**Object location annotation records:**
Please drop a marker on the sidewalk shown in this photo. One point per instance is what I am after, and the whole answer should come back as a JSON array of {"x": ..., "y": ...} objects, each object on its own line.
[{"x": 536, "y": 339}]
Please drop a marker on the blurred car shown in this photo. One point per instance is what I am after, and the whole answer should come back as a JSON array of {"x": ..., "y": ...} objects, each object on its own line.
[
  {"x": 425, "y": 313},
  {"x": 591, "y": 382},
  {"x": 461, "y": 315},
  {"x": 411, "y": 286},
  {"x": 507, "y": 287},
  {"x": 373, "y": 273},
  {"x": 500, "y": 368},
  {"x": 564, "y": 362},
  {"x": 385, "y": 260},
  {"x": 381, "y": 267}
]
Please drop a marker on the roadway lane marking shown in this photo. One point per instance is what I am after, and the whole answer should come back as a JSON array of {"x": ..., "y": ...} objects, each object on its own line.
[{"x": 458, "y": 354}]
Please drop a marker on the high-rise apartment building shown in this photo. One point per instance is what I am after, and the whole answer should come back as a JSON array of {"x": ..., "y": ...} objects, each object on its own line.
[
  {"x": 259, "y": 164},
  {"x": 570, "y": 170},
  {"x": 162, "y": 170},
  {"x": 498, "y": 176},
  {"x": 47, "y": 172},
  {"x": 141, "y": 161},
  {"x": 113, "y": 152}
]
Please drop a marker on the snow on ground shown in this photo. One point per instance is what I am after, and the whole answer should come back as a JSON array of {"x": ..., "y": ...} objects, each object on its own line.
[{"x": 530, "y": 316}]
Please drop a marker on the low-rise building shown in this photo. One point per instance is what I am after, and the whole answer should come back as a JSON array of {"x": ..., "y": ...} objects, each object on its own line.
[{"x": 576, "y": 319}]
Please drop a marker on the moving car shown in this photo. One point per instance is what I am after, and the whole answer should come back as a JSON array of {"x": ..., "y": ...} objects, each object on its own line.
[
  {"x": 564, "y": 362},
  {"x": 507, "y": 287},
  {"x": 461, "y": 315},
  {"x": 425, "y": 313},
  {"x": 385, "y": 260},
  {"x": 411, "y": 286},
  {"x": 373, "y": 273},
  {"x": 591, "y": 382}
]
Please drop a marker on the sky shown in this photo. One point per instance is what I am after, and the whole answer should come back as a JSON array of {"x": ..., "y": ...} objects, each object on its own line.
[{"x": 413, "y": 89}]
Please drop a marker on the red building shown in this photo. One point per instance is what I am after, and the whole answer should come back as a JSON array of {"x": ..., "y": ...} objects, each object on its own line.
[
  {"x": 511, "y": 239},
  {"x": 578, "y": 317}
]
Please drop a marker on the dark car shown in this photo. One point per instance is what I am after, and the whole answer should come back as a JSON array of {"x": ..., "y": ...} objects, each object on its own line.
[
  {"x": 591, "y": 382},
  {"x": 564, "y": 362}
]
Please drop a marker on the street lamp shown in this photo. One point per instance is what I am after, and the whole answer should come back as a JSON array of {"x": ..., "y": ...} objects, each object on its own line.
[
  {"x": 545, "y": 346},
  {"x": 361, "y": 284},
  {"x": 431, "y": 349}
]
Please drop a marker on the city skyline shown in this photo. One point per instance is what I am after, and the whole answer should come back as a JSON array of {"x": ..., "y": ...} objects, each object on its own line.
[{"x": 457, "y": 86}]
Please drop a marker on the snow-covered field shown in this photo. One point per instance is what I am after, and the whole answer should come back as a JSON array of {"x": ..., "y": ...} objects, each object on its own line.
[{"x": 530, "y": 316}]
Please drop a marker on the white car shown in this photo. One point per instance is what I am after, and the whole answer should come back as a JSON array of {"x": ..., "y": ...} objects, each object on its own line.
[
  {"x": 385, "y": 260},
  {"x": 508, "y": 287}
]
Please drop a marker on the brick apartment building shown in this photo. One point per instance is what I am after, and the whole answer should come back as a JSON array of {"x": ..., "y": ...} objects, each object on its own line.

**WORK TO BE COMPLETED:**
Give the lines of the records above as a Markdown table with two columns, Row and Line, numbering each row and leaving out blank lines.

**RESULT BELOW:**
| Row | Line |
|---|---|
| 1 | Please drop a marker on the sidewalk shown in this photo. One point per instance is what I am after, and the whole answer should come back as a JSON array of {"x": ..., "y": ...} objects, each object on its own line. |
| 2 | [{"x": 536, "y": 339}] |
| 3 | Please drop a marker on the blurred car shown in this photo. One point per instance is what I am after, and the whole answer should come back as a JSON array of {"x": ..., "y": ...} objects, each object on its own line. |
| 4 | [ |
| 5 |   {"x": 425, "y": 313}, |
| 6 |   {"x": 591, "y": 382}, |
| 7 |   {"x": 461, "y": 315}, |
| 8 |   {"x": 411, "y": 286}, |
| 9 |   {"x": 507, "y": 287}, |
| 10 |   {"x": 373, "y": 273}, |
| 11 |   {"x": 500, "y": 368}, |
| 12 |   {"x": 564, "y": 362}, |
| 13 |   {"x": 385, "y": 260}, |
| 14 |   {"x": 381, "y": 267} |
| 15 | ] |
| 16 | Please drop a marker on the roadway lane marking shown in this photo. One point per instance is what I am after, and the whole answer should come back as a JSON array of {"x": ..., "y": ...} objects, each object on its own line. |
| 17 | [{"x": 458, "y": 354}] |
| 18 | Please drop a marker on the high-rise apartment building shown in this photo. One point per instance is what I am after, and the whole answer should come back as a JSON array of {"x": ..., "y": ...} objects, each object on its own line. |
| 19 | [ |
| 20 |   {"x": 259, "y": 164}, |
| 21 |   {"x": 570, "y": 170}, |
| 22 |   {"x": 162, "y": 170}, |
| 23 |   {"x": 498, "y": 176}, |
| 24 |   {"x": 47, "y": 172}, |
| 25 |   {"x": 141, "y": 161}, |
| 26 |   {"x": 113, "y": 152} |
| 27 | ] |
| 28 | Please drop a marker on the snow on ground shown in this photo. One point per instance is what I am after, and the whole answer should come back as a JSON array of {"x": ..., "y": ...} objects, each object on its own line. |
| 29 | [{"x": 530, "y": 316}] |
| 30 | Please drop a marker on the low-rise building shown in this photo. One point per instance is what I am after, and the whole answer should come back as a JSON array of {"x": ..., "y": ...} objects, each object on its own line. |
| 31 | [{"x": 576, "y": 319}] |
| 32 | Please drop a marker on the moving car shown in this photo. One point per instance is what I am after, and the whole answer should come back as a JSON array of {"x": ..., "y": ...} objects, each object on its own line. |
| 33 | [ |
| 34 |   {"x": 564, "y": 362}, |
| 35 |   {"x": 507, "y": 287}, |
| 36 |   {"x": 461, "y": 315}, |
| 37 |   {"x": 425, "y": 313}, |
| 38 |   {"x": 385, "y": 260}, |
| 39 |   {"x": 411, "y": 286}, |
| 40 |   {"x": 373, "y": 273}, |
| 41 |   {"x": 591, "y": 382} |
| 42 | ] |
| 43 | Please drop a marker on the sky shown in this photo. One point per instance is what I am after, and the whole answer should come back as a JSON array of {"x": ..., "y": ...} objects, each object on its own line. |
| 44 | [{"x": 413, "y": 89}] |
| 45 | Please drop a marker on the red building shown in this photo. One point per instance is what I am after, and the whole answer should come back as a JSON array of {"x": ..., "y": ...} objects, each object on its own line. |
| 46 | [ |
| 47 |   {"x": 511, "y": 239}, |
| 48 |   {"x": 578, "y": 317} |
| 49 | ] |
| 50 | Please drop a marker on the dark car shown in this photo. One point per instance is what I am after, and the whole answer should come back as a JSON array of {"x": ..., "y": ...} objects, each object on its own line. |
| 51 | [ |
| 52 |   {"x": 591, "y": 382}, |
| 53 |   {"x": 564, "y": 362} |
| 54 | ] |
| 55 | Please drop a marker on the street lamp shown in this photo. One point per instance is what I am after, and the whole answer should come back as a JSON array of {"x": ..., "y": ...} objects, each object on its own line. |
| 56 | [ |
| 57 |   {"x": 545, "y": 346}, |
| 58 |   {"x": 361, "y": 284}, |
| 59 |   {"x": 431, "y": 349} |
| 60 | ] |
| 61 | Please drop a marker on the city skyline shown in this photo. One point per instance is what I am after, and the whole answer should come back as a JSON array of {"x": ..., "y": ...} objects, each object on its own line. |
| 62 | [{"x": 457, "y": 86}] |
| 63 | Please drop a marker on the snow-covered field shown in this photo. One point per instance is what I am after, and the whole answer should come back as a JSON array of {"x": ..., "y": ...} objects, each object on its own line. |
| 64 | [{"x": 530, "y": 316}] |
| 65 | Please drop a marker on the white car shown in this photo. One point per instance is what I am after, and the whole answer should come back as a JSON array of {"x": ..., "y": ...} objects, each object on its own line. |
| 66 | [ |
| 67 |   {"x": 385, "y": 260}, |
| 68 |   {"x": 508, "y": 287} |
| 69 | ] |
| 70 | Please drop a marker on the brick apartment building shown in this photo. One point per instance is what I am after, and the whole answer should come back as a JSON array of {"x": ..., "y": ...} objects, each object on its own line. |